■ **What you have to do**: Please continue the Calvert Vaux Park passage below, picking up right after its last sentence.

I figured it would fly away or wander somewhere else, but I also couldn’t help but feel irrationally excited. This, I thought, must be what David Attenborough feels like when some rare Amazonian bird just so happens to land right in his cameraman’s line of site. And, I mean, I know that a mourning dove isn’t some rare macaw, but it was just the feeling of setting out to see something, and then feeling like nature was going to reward you with something else of its own devising. It was the magic of the serendipitous. Suddenly, I felt that nerdish joy that probably infects the heart of anyone who calls themselves a bird watcher.

As if it knew what I was thinking, the bird wandered toward and then just behind the can, walking perfectly into the left side of the frame, from one end of the can to the other. But then it stopped, and for a moment, I was both elated and disappointed, because it seemed like I’d got what I wanted and it wasn’t what I’d hoped it would be. But no sooner had the dove stopped than did it suddenly shiver and ruffle its feathers, as if the presence of the can was an affront to his sensibilities. Then it strolled right back out of frame and I picked up my camera.

I actually laughed, full of joy. Oddly fulfilled by this random bird’s inconsequential gesture of displeasure.

The presence of the can, along with the innumerable artifacts of human waste littering the park and its waters, is still not enough to negate the special beauty of Calvert Vaux Park. The vast majority of this park is literally the product of human waste. During the construction of the Verrazano-Narrows Bridge, the sediment and rubble trawled from the sea floor and excavated from Brooklyn and Staten Island were brought to this location and used to create a new little peninsula sheltered from the Atlantic by Coney Island. Beyond that, the more than two-hundred-and-sixty shipwrecks and one sunken home-made submarine surrounding the park have formed an artificial reef of sorts for the marshlands to take hold, contributing to the much-needed efforts to revitalize New York’s wetlands.

syringe in Coney Island Creek (Stewart Sinclair)

It would take too long to get into all of that history at this point, but I mention it here to highlight a strange dichotomy: that the beer cans and syringes I walked around this morning are as much a tragic reminder of the anthropological force behind global environmental degradation as the turtles, fiddler crabs, egrets, seagulls, terns, herons mourning doves, horseshoe crabs and marsh grasses shooting up out of those sunken vessels are a reminder of the environment’s resilience.

■ **Entries provided**:
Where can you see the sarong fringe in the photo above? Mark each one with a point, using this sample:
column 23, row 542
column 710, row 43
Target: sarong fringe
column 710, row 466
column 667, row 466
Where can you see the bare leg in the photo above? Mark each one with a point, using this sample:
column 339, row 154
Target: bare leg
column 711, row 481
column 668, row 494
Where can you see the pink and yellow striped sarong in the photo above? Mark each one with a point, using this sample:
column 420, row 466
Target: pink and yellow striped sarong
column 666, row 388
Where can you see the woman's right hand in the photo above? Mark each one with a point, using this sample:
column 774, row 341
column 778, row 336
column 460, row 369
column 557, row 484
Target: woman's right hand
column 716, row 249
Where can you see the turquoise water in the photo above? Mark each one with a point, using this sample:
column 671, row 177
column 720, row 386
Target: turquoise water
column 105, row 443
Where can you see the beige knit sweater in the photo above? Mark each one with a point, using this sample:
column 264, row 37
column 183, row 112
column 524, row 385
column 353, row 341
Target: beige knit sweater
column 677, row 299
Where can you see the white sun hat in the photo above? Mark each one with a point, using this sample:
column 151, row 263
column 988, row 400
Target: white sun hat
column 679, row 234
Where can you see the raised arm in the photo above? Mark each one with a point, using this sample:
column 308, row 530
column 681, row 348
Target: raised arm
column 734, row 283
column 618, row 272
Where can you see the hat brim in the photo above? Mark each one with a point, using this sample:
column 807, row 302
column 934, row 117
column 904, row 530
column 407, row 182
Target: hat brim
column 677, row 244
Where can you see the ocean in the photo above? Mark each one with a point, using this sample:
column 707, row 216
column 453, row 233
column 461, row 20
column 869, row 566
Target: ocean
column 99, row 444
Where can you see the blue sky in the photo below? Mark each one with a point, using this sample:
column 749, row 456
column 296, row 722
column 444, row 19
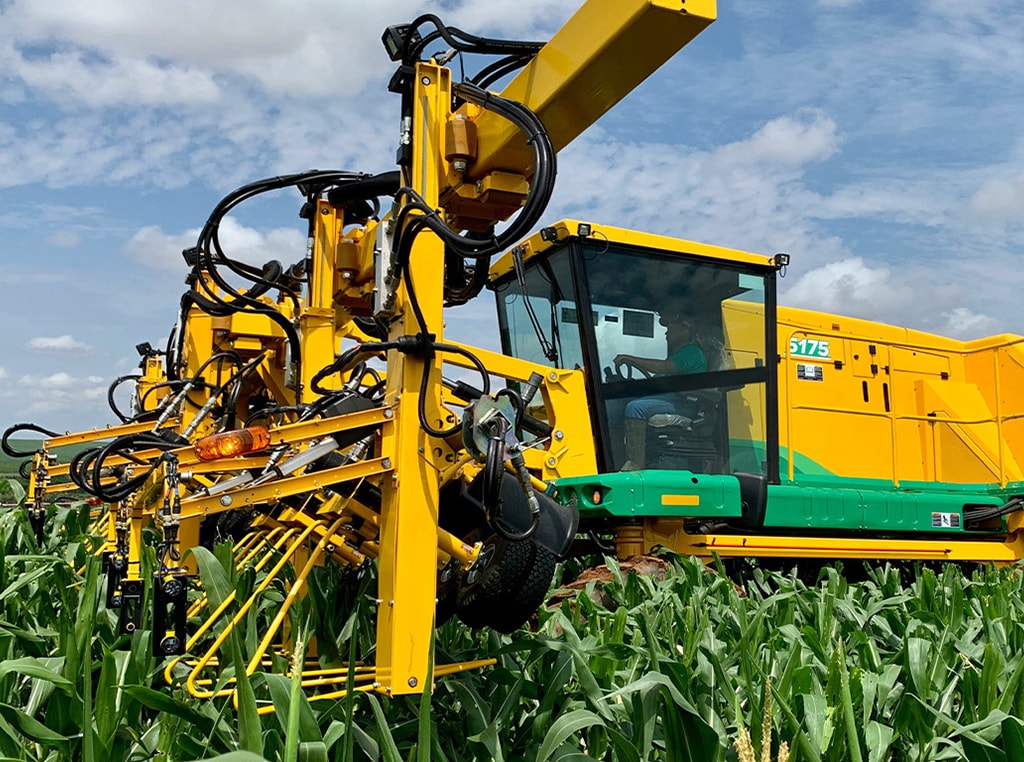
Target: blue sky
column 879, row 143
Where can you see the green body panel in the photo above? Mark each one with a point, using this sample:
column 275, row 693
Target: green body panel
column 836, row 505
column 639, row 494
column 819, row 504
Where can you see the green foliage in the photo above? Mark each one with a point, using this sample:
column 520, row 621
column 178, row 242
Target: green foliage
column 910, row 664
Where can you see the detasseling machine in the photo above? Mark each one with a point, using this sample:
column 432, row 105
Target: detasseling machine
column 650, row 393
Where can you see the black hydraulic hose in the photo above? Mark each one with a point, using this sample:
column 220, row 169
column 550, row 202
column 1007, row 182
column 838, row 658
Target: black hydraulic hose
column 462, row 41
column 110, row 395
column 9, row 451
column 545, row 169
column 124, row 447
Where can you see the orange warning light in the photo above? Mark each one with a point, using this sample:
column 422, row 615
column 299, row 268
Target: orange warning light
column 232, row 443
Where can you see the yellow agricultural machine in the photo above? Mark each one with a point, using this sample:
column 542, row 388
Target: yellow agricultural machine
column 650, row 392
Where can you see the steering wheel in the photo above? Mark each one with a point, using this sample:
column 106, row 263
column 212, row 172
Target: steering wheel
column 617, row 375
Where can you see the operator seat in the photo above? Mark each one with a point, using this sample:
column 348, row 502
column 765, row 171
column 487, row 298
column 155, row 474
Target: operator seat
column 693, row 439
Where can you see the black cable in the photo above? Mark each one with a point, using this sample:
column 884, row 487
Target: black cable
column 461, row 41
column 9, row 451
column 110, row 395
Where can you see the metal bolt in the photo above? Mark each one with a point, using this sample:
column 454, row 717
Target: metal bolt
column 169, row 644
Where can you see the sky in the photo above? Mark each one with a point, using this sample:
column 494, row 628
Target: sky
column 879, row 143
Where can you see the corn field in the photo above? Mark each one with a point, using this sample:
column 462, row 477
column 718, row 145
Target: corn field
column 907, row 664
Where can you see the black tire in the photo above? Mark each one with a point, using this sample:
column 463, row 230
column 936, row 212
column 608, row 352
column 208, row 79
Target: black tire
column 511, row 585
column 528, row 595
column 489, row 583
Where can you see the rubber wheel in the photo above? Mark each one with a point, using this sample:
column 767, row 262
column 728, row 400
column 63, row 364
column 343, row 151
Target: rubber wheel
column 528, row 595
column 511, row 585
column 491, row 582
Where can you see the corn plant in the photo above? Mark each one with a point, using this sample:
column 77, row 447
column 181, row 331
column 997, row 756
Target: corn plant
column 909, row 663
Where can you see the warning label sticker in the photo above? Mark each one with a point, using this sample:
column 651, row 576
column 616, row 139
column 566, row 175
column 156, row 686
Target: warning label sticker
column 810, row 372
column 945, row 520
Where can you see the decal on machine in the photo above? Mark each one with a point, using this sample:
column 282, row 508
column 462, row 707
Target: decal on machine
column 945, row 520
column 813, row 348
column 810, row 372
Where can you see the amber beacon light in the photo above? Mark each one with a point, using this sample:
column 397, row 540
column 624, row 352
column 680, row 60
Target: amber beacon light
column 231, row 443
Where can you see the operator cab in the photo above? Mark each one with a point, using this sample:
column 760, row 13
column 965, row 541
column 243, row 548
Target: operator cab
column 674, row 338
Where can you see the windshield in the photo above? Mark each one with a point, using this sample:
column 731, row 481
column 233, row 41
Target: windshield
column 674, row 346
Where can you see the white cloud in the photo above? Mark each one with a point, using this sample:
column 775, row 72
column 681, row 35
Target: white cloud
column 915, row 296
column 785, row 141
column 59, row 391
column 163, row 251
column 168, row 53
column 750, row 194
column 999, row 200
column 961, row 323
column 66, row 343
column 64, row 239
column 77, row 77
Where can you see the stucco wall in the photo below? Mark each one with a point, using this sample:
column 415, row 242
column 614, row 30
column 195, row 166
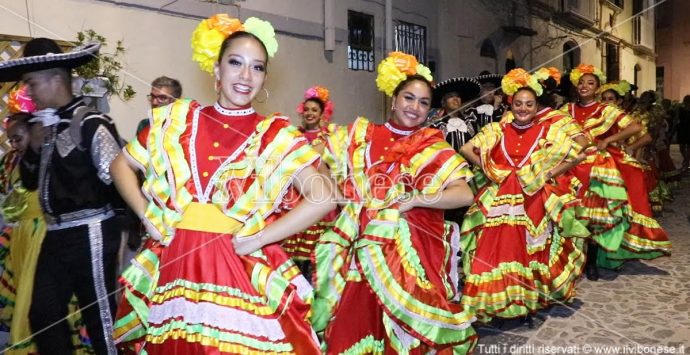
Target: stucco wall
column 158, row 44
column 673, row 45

■ **Response below**:
I continued along the marsh, up toward the sea-facing point at the end of the park, taking pictures and videos of the ribbed muscles and shipwrecks, until I finally stopped at a point on the shore just off from a small island of refuse topped with more foliage. A barren tree stood alone on the east bank of the island, and each of its branches was lined with small black birds. I attempted to photograph them for a while until I looked to my right and nearly dropped my phone in the water.

Two full-grown born-and-raised-in-NYC rats came scurrying from out of the rocks.

Forget the syringes and beer cans. Nothing will remind you that you are still in New York City faster than the sight of a rat galloping in your direction. I turned to run the other way, but I’d been standing there taking pictures for so long that I hadn’t realized how far the tide had come up. When I looked back down the path I’d taken earlier, it was all under water.

I felt like that diamondback terrapin from the day before, with no recourse but to be thankful for the thickness of my boots, and hope that the rats weren’t interested in me. I wondered whether or not I would have to use one of those Timbs to punt a rat across the marsh. I can’t pretend that I was above that kind of cruelty. But the rats did ultimately shift course, and I watched them wade into the water and doggy-paddle their little rat haunches out to the island, leaving miniscule v-shaped wakes behind them.

I trudged from rock to rock through the water back the way I came, fearful that more rodents would emerge from the marsh grasses. But finally I made it back out of the marsh to where my car was parked, and then I unlocked the door and got back into my shell.

Nature has a way of letting you know when you’ve overstayed your welcome.